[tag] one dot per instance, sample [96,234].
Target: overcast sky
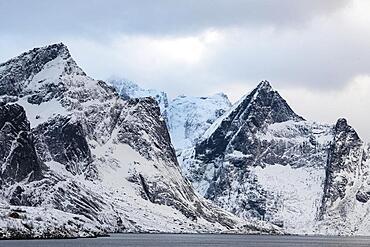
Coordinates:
[315,53]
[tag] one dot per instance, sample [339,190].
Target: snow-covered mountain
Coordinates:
[128,89]
[187,117]
[78,160]
[260,160]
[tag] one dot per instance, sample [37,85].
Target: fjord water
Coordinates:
[194,240]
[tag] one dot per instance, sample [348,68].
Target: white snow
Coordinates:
[38,114]
[297,192]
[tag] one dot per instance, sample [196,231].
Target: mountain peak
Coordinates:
[22,71]
[264,85]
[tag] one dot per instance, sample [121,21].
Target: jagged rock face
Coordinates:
[64,141]
[190,117]
[261,107]
[142,135]
[130,179]
[17,72]
[346,196]
[17,152]
[346,144]
[187,117]
[261,160]
[129,90]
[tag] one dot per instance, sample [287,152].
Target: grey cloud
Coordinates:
[96,17]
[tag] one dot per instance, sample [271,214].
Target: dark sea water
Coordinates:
[192,240]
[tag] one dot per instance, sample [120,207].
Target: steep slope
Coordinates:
[345,206]
[261,160]
[105,160]
[187,117]
[128,89]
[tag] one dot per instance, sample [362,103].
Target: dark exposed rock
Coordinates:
[63,141]
[261,107]
[345,154]
[17,151]
[19,69]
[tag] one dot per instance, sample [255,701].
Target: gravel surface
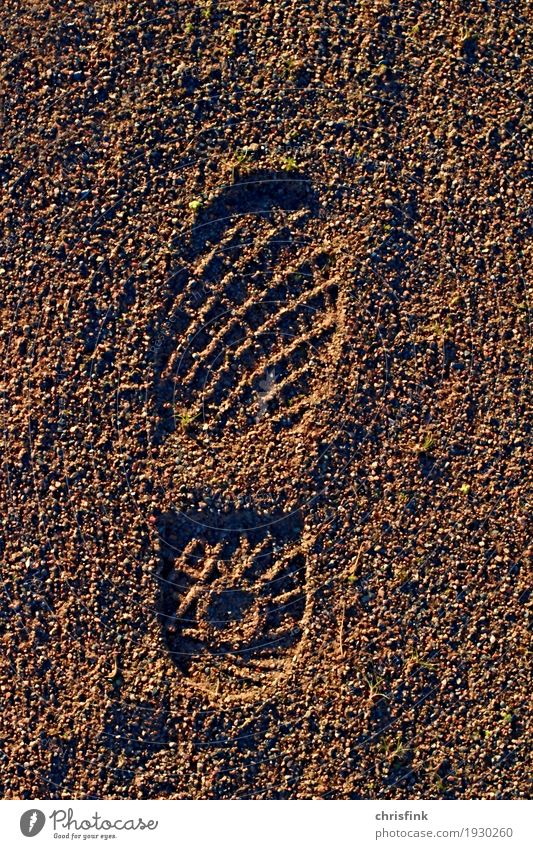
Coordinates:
[263,287]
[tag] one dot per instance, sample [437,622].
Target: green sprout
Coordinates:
[186,418]
[289,164]
[428,443]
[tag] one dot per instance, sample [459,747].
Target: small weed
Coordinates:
[428,443]
[186,419]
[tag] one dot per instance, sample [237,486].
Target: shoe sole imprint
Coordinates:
[234,595]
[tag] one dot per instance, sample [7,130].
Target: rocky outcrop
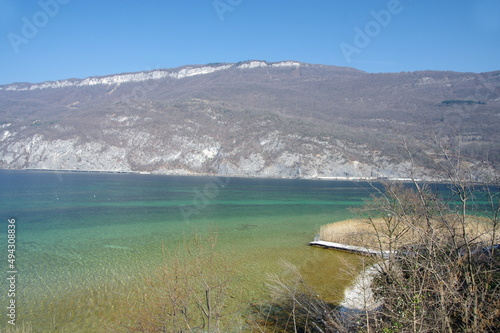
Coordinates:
[254,118]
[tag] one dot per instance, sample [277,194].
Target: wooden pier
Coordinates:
[350,248]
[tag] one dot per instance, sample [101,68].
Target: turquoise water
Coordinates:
[94,234]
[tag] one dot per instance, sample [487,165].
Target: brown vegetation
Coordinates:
[366,232]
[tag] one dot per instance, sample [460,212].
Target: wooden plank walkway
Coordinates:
[350,248]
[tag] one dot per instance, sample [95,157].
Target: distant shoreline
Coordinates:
[331,178]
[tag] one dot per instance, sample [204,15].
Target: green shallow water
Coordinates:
[84,240]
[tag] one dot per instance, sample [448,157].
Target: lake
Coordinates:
[83,240]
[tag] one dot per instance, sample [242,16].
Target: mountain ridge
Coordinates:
[252,118]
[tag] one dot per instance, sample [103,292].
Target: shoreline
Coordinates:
[327,178]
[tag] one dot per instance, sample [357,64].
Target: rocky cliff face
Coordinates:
[254,118]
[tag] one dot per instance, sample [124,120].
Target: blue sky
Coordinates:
[57,39]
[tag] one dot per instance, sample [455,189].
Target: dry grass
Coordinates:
[363,232]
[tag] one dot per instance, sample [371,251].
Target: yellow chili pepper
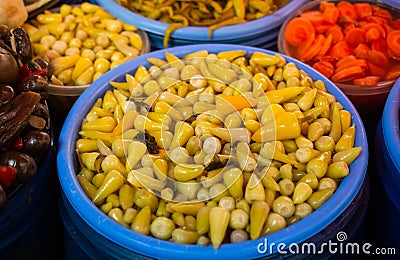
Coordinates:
[254,190]
[182,132]
[112,182]
[348,155]
[141,223]
[336,129]
[258,215]
[187,208]
[87,186]
[264,59]
[283,95]
[219,221]
[185,172]
[203,220]
[286,126]
[347,139]
[234,180]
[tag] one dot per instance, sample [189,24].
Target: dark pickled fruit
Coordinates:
[25,164]
[36,142]
[35,83]
[8,67]
[8,174]
[20,40]
[6,94]
[3,199]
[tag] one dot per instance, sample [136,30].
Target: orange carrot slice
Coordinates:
[378,58]
[355,36]
[363,10]
[348,74]
[380,45]
[393,41]
[313,50]
[366,81]
[331,14]
[324,67]
[347,9]
[341,50]
[361,51]
[337,33]
[298,31]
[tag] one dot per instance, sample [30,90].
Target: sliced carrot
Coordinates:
[337,33]
[348,74]
[366,81]
[375,70]
[393,73]
[331,14]
[317,19]
[355,36]
[354,63]
[363,10]
[329,59]
[394,54]
[341,50]
[345,60]
[298,31]
[378,58]
[361,51]
[324,67]
[347,9]
[388,29]
[395,24]
[379,27]
[375,19]
[238,102]
[380,12]
[380,45]
[372,35]
[348,28]
[393,41]
[324,5]
[325,48]
[309,53]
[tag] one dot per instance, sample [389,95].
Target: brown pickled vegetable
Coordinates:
[211,14]
[23,111]
[82,42]
[213,177]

To do ->
Copy exactly the lines from the line containing "[tag] one dot per instance, sample [124,120]." through the last line of the records, both included, and omit every picture.

Result ->
[tag] one dot per instance, sample [124,120].
Target: blue sky
Coordinates:
[57,39]
[tag] one dot per instance, sample [455,189].
Target: dry grass
Coordinates:
[363,232]
[tag] one dot per instance, sample [371,251].
Target: yellow chili pepper
Coordinates:
[254,190]
[182,132]
[112,182]
[348,155]
[141,223]
[336,129]
[258,215]
[187,208]
[87,186]
[264,59]
[283,95]
[219,221]
[185,172]
[203,220]
[286,126]
[347,139]
[234,180]
[tag] one dot per instance, sample [189,24].
Target: dark pickled fruit
Coordinates:
[25,164]
[36,142]
[35,83]
[8,67]
[8,174]
[20,40]
[6,94]
[3,199]
[tag] one dot per instance, sample [136,30].
Target: orange carrot slice
Coordinates:
[378,58]
[355,36]
[363,10]
[348,74]
[380,45]
[393,41]
[313,50]
[366,81]
[331,14]
[324,67]
[347,9]
[341,50]
[361,51]
[337,33]
[298,31]
[tag] one dot per instance, sample [30,90].
Target: sliced carrot
Coordinates:
[337,33]
[348,74]
[366,81]
[375,70]
[393,73]
[331,14]
[317,19]
[355,36]
[354,63]
[363,10]
[329,59]
[394,54]
[341,50]
[345,60]
[298,31]
[378,58]
[361,51]
[324,67]
[347,9]
[388,29]
[395,24]
[379,27]
[375,19]
[238,102]
[380,12]
[380,45]
[372,35]
[348,28]
[393,41]
[324,5]
[325,48]
[309,53]
[tag] one dot per instance, sample [389,95].
Target: brown pickled vegetable
Coordinates:
[211,14]
[23,111]
[82,42]
[213,177]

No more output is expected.